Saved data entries
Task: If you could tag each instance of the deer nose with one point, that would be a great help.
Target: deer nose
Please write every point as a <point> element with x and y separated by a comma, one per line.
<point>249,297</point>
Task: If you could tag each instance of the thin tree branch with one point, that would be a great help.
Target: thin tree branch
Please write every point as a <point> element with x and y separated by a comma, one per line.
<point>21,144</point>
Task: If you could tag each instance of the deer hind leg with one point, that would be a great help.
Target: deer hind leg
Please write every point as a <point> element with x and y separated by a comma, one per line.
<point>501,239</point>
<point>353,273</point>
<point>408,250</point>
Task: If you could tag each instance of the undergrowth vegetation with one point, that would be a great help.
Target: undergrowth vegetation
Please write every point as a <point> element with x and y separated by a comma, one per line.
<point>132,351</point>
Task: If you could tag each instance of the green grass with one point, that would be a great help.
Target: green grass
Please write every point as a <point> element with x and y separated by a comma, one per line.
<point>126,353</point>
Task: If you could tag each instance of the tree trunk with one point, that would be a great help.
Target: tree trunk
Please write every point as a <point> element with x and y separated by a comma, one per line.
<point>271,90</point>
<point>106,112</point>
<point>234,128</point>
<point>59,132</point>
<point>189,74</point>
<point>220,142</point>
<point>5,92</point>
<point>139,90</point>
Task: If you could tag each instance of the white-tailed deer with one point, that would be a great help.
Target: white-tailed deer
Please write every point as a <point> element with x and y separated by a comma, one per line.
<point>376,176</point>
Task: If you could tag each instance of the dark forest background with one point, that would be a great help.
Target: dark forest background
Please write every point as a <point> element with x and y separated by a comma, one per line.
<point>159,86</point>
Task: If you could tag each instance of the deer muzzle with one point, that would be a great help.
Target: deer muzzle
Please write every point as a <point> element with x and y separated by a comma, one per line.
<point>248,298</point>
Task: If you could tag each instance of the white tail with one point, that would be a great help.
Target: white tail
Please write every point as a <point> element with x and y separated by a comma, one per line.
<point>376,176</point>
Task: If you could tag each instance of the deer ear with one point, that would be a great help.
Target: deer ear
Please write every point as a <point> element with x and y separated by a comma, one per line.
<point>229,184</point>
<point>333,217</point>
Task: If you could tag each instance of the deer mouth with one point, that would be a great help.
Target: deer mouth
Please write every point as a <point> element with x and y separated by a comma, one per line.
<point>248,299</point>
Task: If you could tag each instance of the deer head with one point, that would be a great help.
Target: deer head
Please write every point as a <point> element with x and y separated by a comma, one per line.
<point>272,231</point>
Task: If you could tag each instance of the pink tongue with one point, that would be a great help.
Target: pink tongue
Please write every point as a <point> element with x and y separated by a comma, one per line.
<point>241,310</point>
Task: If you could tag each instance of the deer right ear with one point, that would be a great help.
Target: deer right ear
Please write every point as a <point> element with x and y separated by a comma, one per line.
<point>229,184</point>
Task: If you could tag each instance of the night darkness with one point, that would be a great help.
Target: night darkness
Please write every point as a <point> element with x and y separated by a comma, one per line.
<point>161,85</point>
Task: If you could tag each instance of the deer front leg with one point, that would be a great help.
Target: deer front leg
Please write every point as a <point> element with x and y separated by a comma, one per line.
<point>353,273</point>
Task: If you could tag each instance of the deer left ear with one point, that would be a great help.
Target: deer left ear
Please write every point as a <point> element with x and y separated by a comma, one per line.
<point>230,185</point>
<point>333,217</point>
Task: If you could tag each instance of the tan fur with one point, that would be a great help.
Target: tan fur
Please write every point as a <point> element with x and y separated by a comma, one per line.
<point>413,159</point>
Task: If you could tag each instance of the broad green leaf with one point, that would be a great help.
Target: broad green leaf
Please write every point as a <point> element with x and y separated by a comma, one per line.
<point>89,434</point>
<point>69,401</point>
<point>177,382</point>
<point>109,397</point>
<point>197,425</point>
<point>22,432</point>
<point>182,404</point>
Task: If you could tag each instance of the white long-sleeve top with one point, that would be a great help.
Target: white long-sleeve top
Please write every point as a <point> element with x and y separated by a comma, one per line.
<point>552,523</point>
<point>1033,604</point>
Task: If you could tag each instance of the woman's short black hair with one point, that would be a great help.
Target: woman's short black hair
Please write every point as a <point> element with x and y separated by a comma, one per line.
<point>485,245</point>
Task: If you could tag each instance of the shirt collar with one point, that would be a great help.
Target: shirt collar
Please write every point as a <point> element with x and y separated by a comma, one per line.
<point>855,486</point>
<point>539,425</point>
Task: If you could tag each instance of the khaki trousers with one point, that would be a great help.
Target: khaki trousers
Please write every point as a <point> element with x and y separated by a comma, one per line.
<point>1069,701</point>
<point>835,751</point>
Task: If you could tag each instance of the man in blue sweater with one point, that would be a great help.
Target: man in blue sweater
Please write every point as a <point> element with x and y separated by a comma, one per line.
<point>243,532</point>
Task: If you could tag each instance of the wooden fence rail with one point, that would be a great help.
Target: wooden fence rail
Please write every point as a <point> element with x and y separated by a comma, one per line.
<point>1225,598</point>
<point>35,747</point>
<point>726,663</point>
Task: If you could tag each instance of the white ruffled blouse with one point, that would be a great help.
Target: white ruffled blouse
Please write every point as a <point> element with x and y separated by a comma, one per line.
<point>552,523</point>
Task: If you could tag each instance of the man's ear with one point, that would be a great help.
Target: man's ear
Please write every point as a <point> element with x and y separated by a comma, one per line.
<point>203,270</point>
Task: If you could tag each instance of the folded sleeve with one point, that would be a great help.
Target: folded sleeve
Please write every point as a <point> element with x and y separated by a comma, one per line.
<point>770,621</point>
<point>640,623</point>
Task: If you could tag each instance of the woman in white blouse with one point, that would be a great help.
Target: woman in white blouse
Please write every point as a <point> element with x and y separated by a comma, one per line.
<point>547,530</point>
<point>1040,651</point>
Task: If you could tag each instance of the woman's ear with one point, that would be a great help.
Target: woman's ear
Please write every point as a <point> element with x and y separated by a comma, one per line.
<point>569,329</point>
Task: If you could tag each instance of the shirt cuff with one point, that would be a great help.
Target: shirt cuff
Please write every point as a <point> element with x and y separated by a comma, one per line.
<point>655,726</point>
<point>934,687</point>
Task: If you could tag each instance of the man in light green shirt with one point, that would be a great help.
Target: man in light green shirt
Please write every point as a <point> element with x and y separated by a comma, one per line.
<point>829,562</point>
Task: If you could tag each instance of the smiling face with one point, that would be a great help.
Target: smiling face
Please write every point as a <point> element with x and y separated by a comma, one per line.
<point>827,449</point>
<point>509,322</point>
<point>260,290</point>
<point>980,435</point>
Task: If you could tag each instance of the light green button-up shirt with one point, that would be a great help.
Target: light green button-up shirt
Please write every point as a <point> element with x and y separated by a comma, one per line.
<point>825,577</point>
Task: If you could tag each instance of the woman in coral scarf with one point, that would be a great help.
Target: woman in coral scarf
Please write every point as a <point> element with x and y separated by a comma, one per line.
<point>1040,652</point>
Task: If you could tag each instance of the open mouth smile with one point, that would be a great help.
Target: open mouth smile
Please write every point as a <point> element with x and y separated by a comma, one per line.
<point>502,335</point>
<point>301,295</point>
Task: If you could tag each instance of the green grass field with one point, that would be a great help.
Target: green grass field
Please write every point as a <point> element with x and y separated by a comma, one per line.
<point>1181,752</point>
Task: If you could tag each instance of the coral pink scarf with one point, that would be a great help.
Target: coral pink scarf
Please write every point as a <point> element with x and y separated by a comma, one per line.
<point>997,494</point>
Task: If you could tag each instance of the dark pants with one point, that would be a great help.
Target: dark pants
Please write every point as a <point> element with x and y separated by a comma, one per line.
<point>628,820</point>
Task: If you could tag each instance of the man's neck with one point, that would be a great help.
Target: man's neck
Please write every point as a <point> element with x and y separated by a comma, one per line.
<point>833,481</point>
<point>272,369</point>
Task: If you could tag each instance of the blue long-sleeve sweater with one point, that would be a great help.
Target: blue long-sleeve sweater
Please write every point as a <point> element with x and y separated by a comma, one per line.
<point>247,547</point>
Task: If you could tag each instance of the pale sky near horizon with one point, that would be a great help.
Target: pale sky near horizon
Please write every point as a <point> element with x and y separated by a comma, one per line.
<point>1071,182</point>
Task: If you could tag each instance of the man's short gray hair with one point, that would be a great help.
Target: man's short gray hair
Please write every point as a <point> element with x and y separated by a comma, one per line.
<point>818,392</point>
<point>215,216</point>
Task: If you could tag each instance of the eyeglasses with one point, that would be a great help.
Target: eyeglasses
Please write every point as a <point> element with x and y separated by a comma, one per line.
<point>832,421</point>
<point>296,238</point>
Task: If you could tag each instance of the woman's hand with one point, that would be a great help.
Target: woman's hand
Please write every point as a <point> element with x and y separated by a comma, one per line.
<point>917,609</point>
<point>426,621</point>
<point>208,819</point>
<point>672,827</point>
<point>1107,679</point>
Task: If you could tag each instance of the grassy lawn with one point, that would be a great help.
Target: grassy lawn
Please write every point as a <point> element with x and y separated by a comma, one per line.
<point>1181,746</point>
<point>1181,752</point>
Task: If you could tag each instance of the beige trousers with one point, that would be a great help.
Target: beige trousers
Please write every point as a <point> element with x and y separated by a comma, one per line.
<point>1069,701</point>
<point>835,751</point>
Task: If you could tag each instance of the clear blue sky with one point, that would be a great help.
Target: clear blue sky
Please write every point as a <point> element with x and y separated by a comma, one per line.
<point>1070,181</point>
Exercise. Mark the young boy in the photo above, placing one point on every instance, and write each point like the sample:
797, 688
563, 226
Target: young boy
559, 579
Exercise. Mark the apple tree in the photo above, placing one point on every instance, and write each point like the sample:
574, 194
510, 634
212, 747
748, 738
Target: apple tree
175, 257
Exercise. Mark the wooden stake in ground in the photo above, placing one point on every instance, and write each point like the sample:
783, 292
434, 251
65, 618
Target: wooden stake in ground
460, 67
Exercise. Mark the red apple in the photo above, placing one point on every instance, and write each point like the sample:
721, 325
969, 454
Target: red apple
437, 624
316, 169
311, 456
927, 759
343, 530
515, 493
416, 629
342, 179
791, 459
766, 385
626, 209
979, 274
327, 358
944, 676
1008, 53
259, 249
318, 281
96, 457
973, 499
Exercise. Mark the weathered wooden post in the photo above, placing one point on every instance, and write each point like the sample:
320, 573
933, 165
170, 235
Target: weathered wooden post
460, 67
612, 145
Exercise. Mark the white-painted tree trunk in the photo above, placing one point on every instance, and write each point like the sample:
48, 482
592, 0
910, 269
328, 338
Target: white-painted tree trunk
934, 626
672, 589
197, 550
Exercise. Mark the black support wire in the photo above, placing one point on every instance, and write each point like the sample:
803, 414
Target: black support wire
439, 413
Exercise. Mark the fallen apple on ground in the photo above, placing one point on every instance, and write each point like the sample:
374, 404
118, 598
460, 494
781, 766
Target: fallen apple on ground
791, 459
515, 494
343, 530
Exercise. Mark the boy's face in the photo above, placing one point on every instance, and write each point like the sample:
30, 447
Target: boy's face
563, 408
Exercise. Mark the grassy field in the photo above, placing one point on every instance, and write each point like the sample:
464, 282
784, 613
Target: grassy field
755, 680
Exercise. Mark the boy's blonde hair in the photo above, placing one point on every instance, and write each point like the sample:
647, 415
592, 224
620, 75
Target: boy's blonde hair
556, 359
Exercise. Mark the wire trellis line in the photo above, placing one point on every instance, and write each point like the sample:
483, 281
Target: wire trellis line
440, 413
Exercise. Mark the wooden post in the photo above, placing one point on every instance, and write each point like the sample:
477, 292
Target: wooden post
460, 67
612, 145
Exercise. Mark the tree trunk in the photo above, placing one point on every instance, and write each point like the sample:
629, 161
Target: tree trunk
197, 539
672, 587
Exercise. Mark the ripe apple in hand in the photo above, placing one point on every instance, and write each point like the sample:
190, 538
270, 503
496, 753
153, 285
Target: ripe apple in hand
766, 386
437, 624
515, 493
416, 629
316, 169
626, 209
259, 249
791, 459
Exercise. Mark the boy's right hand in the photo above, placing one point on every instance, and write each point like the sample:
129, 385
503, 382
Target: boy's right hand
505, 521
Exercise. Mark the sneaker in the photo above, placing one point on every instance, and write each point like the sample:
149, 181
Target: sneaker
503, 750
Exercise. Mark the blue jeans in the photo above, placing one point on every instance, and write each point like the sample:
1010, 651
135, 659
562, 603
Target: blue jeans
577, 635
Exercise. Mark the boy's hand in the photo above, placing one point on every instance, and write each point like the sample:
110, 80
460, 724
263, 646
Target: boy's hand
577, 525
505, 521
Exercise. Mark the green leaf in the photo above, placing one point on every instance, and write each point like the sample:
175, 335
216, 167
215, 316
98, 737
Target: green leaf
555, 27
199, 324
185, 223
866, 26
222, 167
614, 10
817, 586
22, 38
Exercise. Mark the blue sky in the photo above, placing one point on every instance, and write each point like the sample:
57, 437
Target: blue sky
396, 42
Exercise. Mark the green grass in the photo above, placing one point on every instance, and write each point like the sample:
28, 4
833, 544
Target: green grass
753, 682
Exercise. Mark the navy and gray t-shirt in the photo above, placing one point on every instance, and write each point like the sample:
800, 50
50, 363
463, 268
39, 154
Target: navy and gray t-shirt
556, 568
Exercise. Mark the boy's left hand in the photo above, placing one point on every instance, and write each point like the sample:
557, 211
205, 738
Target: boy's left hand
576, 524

→ YOUR TASK
Reproduce exactly the line that holds "Exercise. Mark the sneaker", then every line after it, ending with the final line of the records above.

→ RESPONSE
Exercise. Mark the sneaker in the photo above, placing one point on every instance, and write each point like the sample:
149, 181
Target: sneaker
503, 750
Exercise. Mark the blue jeans in the photo above, placing one point on every instance, and write each point like the sample:
1010, 651
135, 659
562, 603
Target: blue jeans
577, 635
Exercise. Mark the boy's hand in the photo above, placing one point on every instance, and write each point like the sample:
110, 80
460, 724
263, 646
Target: boy's hand
577, 525
505, 521
Exercise. Mark the green leaf in the photo above, placing one point on every instance, and write each point like the sample:
175, 335
216, 167
215, 316
98, 737
Target: green leaf
555, 27
199, 324
185, 223
866, 26
222, 167
614, 10
817, 586
22, 38
Exercise. Mark the blue sky in the photo above, placing one point on every instance, and write each point like the sample:
57, 437
Target: blue sky
396, 42
Exercise. Mark the green grass in the photo above, placing one point on every instance, and write each point like the sample:
28, 4
833, 544
Target: green grass
753, 682
Exercise. Mark the navy and gray t-shirt in the photo above, placing one point on every instance, and write each point like the sample:
800, 50
50, 363
463, 268
39, 154
Target: navy and gray t-shirt
556, 568
Exercise. Mark the boy's left hand in the photo above, placing one point on every instance, and write each point like the sample:
557, 211
205, 738
Target: boy's left hand
576, 524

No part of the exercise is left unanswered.